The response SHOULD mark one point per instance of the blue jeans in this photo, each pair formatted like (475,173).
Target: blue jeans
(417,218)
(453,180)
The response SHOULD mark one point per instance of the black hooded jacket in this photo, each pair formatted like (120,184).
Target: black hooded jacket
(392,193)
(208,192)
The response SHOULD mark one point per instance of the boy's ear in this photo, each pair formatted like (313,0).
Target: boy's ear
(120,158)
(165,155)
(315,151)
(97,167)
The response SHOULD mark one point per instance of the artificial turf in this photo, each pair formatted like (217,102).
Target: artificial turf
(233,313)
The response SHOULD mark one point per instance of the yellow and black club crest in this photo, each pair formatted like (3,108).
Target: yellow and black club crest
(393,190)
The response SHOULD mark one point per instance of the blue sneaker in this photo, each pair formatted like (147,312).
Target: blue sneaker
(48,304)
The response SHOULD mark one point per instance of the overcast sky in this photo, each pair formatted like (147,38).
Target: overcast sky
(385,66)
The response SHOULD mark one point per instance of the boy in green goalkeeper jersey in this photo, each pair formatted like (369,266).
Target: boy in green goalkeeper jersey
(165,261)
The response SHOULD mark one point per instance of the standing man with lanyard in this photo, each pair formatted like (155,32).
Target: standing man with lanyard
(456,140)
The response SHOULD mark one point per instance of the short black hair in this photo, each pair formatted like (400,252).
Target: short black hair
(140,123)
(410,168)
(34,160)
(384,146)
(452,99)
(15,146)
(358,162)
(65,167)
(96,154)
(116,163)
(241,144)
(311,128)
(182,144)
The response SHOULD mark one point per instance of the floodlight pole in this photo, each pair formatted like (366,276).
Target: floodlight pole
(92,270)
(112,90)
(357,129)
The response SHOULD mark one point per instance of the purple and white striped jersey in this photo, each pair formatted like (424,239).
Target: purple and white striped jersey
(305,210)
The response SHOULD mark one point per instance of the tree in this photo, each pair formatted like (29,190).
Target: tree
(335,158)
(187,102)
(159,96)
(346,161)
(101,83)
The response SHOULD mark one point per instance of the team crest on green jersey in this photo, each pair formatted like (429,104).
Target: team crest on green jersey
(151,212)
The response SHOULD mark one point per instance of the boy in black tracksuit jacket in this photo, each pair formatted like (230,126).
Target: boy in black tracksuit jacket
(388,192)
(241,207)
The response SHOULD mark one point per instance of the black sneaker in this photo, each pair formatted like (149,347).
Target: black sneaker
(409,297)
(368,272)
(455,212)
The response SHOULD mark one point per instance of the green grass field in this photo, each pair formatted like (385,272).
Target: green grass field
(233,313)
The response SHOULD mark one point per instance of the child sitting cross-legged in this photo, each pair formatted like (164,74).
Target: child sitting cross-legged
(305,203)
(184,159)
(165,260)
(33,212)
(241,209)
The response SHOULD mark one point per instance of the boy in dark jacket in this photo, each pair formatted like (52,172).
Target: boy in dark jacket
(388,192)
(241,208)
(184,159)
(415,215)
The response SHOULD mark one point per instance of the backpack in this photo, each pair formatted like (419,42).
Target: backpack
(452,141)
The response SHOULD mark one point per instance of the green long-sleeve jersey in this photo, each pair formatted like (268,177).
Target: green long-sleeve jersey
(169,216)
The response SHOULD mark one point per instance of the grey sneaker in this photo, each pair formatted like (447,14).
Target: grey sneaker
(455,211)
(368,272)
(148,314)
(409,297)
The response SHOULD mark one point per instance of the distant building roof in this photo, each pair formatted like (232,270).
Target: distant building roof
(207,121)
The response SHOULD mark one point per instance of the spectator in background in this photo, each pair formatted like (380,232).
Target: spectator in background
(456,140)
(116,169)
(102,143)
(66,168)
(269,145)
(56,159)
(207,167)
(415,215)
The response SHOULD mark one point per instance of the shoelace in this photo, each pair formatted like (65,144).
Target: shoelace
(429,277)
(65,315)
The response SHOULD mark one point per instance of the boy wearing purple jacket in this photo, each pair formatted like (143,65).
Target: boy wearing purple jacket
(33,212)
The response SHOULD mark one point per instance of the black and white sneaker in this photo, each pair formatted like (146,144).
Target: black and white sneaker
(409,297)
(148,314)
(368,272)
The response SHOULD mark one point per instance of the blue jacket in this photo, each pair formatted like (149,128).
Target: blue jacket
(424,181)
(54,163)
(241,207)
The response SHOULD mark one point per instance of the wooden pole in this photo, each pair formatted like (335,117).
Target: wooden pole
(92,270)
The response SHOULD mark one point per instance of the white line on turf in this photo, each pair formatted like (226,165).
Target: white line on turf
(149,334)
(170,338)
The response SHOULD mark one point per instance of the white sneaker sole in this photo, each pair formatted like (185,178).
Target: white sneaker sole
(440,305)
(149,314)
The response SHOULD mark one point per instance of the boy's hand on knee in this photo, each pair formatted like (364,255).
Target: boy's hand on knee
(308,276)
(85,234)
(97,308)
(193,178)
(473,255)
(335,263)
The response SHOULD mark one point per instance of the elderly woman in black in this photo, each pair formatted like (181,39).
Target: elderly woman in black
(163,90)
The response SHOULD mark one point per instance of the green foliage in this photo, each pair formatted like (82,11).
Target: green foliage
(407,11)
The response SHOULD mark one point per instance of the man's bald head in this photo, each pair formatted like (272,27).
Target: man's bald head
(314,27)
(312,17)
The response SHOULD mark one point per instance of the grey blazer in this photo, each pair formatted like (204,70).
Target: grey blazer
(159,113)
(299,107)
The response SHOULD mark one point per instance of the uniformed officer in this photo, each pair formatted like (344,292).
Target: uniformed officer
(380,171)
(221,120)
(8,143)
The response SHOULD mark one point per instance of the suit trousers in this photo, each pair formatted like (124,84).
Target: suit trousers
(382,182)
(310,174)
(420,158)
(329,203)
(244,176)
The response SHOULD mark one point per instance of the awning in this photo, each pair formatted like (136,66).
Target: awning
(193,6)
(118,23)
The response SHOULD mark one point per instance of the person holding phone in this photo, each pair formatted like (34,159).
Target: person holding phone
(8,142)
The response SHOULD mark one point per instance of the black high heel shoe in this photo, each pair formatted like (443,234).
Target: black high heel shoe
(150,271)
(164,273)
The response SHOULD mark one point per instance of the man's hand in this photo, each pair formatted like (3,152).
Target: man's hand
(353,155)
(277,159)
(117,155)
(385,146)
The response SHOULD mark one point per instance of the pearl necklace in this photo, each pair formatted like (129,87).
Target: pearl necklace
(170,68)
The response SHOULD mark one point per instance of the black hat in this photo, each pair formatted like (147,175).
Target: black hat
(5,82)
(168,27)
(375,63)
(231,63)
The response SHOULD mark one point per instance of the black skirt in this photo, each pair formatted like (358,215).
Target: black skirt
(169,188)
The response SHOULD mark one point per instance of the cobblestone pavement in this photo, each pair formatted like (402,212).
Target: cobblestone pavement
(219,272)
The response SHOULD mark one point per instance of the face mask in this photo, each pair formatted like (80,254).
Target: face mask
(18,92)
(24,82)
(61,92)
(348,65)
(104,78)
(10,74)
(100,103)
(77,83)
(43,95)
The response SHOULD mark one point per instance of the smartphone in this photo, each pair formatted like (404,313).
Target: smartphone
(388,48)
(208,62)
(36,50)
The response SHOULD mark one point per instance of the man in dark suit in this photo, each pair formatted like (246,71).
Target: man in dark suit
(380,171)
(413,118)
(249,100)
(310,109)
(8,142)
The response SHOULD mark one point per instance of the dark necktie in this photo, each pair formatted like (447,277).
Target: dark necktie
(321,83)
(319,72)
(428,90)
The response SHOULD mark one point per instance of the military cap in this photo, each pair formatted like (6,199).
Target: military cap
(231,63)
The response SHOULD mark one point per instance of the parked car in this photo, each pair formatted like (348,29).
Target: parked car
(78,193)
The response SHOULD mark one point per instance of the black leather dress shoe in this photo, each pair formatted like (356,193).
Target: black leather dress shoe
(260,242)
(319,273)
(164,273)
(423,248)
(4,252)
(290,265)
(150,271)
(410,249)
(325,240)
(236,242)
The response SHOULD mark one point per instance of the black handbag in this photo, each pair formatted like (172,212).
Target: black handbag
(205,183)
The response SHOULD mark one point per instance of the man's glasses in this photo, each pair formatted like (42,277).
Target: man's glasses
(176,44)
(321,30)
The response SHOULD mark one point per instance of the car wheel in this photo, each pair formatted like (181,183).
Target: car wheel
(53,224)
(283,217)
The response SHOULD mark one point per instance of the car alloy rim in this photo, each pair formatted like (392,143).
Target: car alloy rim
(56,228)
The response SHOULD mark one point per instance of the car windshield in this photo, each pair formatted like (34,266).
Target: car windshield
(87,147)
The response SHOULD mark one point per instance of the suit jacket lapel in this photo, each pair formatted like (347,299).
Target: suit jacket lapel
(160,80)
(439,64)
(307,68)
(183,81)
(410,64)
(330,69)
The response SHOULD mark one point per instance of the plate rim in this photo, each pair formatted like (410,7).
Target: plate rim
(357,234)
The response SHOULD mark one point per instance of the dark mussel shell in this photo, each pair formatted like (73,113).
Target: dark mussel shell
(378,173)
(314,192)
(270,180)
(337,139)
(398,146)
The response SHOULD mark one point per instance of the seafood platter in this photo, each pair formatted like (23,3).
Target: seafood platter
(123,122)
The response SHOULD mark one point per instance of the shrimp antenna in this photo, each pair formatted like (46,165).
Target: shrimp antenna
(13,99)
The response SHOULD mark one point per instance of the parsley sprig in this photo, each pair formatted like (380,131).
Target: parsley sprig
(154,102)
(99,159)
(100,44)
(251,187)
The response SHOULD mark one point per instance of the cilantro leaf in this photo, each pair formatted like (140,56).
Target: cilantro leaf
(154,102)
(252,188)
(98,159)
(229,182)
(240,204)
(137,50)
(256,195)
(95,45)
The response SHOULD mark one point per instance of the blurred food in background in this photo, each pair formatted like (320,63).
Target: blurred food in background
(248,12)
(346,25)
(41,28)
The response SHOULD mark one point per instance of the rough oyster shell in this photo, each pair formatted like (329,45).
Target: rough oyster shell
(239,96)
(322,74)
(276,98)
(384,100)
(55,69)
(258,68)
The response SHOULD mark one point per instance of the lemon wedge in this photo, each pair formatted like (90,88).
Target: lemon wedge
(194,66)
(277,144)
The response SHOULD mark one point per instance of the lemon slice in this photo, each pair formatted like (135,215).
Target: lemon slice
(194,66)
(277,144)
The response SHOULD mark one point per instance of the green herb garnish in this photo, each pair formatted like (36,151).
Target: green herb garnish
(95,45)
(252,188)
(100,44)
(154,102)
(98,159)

# Task brief:
Reproduce the listing above exactly from the line containing "The response SHOULD mark one point per instance of the parsley" through its last line, with both of those lines included.

# Expected output:
The response SHOULD mark one point per instance of the parsley sprig in this photo, each pair formatted like (380,131).
Target: parsley sprig
(154,102)
(99,159)
(100,44)
(251,187)
The response SHOULD mark one point per instance of the cilantro leaf in this photo, each pair formatted like (140,56).
Target: cilantro leaf
(154,102)
(252,188)
(98,159)
(229,182)
(240,204)
(137,50)
(256,195)
(95,45)
The response SHOULD mark one point per instance of the blurred food in background in this photo, each pair formatted like (320,63).
Target: blurred food in background
(248,12)
(346,25)
(41,28)
The response SHOULD mark one point per instance of the rough oyster shell in this photo, each pair formatted like (329,45).
Target: rough oyster shell
(239,96)
(322,74)
(276,98)
(384,100)
(55,69)
(258,68)
The response SHOULD mark one point per instance of the lemon wedge in this photo, each pair formatted like (90,88).
Target: lemon wedge
(194,66)
(277,144)
The response SHOULD mark one point per instance of the lemon slice in this photo, each pair formatted like (135,215).
Target: lemon slice
(194,66)
(277,144)
The response SHOULD mark one point per instance of the green herb garnish in this photo, each pair formatted like (36,151).
Target: green herb garnish
(95,45)
(252,188)
(100,44)
(154,102)
(98,159)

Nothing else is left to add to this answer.